## DIRECTION:
Return every row below line for line, with no changes, and leave out the pictures.

## DATA FOR THE TASK:
◇ ◇ ◇ ◇ ◇ ◇ ◇

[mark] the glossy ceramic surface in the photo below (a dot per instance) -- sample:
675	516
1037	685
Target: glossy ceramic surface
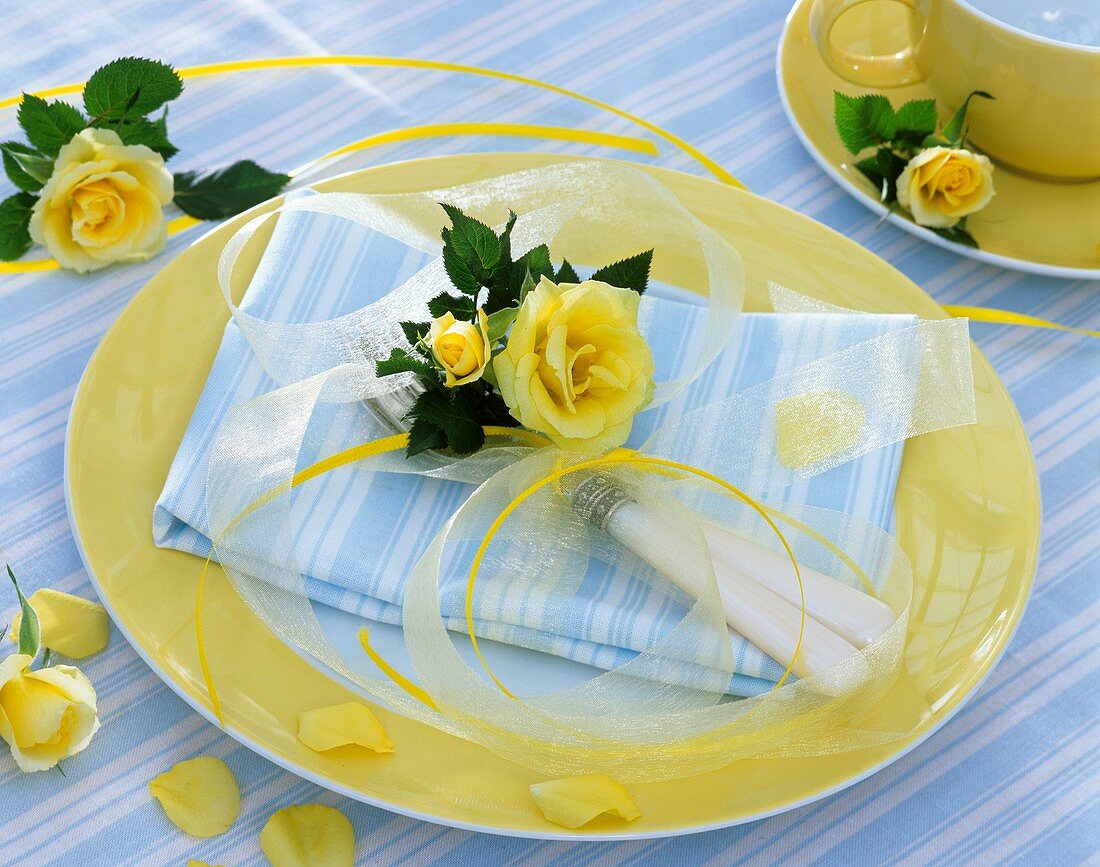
967	515
1032	225
1046	117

◇ ◇ ◇ ◇ ◇ ◇ ◇

## OUTPUT FOR THIS EXERCISE:
[mark] the glossy ceramic surface in the photo below (a dot per instance) -- sample:
675	516
1037	685
Target: glossy ceramic surface
967	515
1032	225
1046	117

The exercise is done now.